--- MATERIAL SUPPLIED Enclosed Below ---
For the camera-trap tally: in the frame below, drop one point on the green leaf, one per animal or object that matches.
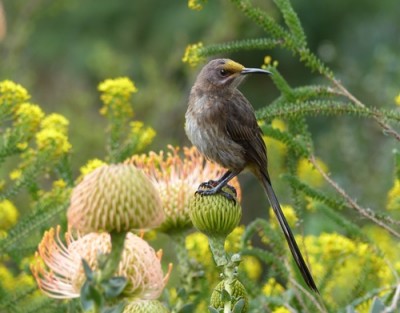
(88, 271)
(114, 286)
(187, 308)
(377, 306)
(239, 306)
(225, 296)
(119, 308)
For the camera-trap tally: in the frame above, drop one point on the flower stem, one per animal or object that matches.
(111, 265)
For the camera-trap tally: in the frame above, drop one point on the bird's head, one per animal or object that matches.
(225, 73)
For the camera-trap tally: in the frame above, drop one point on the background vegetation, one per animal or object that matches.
(61, 50)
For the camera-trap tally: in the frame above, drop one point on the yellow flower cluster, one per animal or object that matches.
(308, 174)
(116, 95)
(340, 257)
(55, 121)
(272, 288)
(11, 95)
(90, 166)
(397, 99)
(143, 136)
(8, 215)
(28, 117)
(393, 197)
(196, 5)
(192, 54)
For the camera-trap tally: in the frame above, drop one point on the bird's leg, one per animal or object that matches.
(216, 186)
(213, 183)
--- End of Enclosed MATERIAL SUPPLIED ---
* TASK BRIEF
Your task is an exact printout of the records above, with no pictures.

* SOLUTION FOR THIS EXERCISE
For the camera-trap tally: in the frame below, drop one point on the green leaf, one per animal or object that matches.
(88, 271)
(114, 286)
(187, 308)
(377, 306)
(239, 306)
(225, 296)
(119, 308)
For the camera-trap tally: in the frame above, drop one point on the flower stem, one per animal or object that matches.
(111, 265)
For the camera-trap tally: in the frame above, drop one point on the bird's head, one per animal or object that matches.
(225, 73)
For the camera-trap tally: in the frame above, drop one point on the background vegetation, one per animal or object that matches.
(61, 50)
For the camera-trap tally: in the frame above, drop one point on the yellow flower cluster, one per animal or object that matches.
(308, 174)
(116, 95)
(340, 257)
(55, 121)
(272, 288)
(11, 95)
(90, 166)
(397, 99)
(143, 136)
(8, 215)
(28, 117)
(393, 197)
(196, 5)
(192, 54)
For the camera-trap tally: in the frame above, drop one point on the bird's leg, one per animal or object that matches.
(216, 186)
(213, 183)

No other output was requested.